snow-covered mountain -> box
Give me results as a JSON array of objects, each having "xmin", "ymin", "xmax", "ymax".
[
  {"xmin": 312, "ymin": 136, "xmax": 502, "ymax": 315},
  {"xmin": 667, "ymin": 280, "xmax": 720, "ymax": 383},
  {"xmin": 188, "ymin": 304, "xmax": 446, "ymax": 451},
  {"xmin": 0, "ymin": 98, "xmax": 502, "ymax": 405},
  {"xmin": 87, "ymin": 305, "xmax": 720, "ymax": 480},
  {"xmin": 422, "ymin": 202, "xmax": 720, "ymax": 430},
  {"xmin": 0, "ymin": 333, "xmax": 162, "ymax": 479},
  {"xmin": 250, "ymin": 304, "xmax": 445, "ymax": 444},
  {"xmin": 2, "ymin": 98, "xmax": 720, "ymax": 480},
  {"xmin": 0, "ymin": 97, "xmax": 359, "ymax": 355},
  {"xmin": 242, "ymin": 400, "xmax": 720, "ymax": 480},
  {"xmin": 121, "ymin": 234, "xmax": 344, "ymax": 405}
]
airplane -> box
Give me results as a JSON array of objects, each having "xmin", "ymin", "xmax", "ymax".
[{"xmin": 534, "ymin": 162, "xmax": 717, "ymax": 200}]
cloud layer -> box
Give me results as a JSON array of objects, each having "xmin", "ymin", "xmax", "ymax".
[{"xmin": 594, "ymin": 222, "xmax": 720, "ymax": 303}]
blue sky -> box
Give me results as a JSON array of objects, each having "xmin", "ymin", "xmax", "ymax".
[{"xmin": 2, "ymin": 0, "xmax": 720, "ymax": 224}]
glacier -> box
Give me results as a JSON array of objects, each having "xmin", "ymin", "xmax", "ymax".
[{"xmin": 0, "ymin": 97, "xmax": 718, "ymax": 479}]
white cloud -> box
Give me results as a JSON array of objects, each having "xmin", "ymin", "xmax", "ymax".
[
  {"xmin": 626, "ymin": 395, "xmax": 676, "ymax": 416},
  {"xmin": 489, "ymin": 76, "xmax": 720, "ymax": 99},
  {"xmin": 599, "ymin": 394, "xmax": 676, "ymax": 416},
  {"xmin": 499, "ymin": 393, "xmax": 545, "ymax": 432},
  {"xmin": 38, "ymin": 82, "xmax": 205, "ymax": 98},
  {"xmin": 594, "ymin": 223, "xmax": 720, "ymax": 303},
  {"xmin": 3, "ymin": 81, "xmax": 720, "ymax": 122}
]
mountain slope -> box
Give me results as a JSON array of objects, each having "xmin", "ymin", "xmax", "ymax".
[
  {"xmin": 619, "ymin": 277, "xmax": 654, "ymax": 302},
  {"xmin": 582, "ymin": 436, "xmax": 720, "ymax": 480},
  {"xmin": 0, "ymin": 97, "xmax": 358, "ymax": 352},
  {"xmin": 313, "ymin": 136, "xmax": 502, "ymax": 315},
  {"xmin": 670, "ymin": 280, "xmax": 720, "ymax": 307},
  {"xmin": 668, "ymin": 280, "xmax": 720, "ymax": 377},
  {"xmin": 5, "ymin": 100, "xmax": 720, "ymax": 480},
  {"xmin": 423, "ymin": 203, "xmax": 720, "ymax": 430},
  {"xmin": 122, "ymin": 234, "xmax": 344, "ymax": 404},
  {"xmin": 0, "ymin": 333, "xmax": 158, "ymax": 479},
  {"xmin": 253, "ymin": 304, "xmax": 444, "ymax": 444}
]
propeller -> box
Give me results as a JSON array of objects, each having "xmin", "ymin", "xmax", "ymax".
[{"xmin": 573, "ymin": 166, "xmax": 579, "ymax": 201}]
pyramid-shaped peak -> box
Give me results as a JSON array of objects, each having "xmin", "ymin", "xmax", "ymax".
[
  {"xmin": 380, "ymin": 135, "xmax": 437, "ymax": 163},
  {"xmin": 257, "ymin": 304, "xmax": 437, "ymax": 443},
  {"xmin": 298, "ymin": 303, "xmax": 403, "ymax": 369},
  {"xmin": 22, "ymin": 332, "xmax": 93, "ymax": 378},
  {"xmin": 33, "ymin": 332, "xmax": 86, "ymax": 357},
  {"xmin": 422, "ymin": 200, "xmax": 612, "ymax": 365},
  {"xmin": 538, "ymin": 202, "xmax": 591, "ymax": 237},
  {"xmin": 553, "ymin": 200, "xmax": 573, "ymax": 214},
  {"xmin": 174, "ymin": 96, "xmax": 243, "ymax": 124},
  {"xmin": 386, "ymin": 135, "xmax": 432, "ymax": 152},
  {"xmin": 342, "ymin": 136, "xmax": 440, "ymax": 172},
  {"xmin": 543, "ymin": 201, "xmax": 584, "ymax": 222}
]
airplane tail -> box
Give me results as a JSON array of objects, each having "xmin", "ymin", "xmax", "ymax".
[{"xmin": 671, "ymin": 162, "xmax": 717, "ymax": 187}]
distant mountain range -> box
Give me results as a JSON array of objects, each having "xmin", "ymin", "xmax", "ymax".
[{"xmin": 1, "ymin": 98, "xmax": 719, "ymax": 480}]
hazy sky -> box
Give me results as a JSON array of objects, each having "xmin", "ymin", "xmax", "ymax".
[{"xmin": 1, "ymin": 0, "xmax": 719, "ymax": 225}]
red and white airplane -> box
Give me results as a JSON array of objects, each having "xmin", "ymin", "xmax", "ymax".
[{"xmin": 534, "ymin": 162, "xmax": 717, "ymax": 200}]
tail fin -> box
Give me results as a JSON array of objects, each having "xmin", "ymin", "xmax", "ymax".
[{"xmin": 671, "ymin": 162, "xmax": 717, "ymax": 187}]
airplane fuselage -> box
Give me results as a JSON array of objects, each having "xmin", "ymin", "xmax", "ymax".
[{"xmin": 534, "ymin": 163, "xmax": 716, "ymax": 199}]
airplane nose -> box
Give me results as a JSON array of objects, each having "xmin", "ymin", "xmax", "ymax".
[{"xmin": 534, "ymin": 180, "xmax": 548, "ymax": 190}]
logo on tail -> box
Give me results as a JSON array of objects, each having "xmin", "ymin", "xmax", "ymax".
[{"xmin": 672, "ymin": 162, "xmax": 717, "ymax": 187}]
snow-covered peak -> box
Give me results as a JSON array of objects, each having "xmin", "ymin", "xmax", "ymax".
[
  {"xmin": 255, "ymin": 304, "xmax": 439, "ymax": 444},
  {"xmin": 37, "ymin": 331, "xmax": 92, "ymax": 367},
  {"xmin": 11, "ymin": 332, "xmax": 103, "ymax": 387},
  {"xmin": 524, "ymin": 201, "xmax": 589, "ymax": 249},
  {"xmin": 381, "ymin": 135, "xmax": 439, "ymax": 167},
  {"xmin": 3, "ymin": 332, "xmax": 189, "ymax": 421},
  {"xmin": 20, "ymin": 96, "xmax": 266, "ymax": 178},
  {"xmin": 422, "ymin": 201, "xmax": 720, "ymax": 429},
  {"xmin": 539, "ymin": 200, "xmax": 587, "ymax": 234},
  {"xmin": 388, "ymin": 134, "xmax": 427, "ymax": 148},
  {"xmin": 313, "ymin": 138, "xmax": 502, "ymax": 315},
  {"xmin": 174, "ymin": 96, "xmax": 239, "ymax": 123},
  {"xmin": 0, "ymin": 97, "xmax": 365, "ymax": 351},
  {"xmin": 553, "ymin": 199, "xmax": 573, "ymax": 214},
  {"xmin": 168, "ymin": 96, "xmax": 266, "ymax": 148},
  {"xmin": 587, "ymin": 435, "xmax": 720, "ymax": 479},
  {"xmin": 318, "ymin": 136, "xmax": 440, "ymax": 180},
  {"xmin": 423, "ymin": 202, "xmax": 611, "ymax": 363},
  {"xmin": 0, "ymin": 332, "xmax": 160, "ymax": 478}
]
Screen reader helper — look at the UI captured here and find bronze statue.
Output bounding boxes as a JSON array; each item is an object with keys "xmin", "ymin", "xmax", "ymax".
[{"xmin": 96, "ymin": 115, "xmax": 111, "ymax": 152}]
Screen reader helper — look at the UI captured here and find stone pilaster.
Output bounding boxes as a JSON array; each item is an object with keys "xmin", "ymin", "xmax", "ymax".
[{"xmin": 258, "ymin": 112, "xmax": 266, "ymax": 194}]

·····

WHAT TO PRODUCE — For the listing above, print only the lines starting at the line containing "airplane tail -> box" and ending at the line containing "distant mountain range -> box", exactly, both included.

WRITTEN ANSWER —
airplane tail -> box
Give me results as a JSON array of objects, each having "xmin", "ymin", "xmax", "ymax".
[{"xmin": 671, "ymin": 162, "xmax": 717, "ymax": 187}]
distant mountain range -> box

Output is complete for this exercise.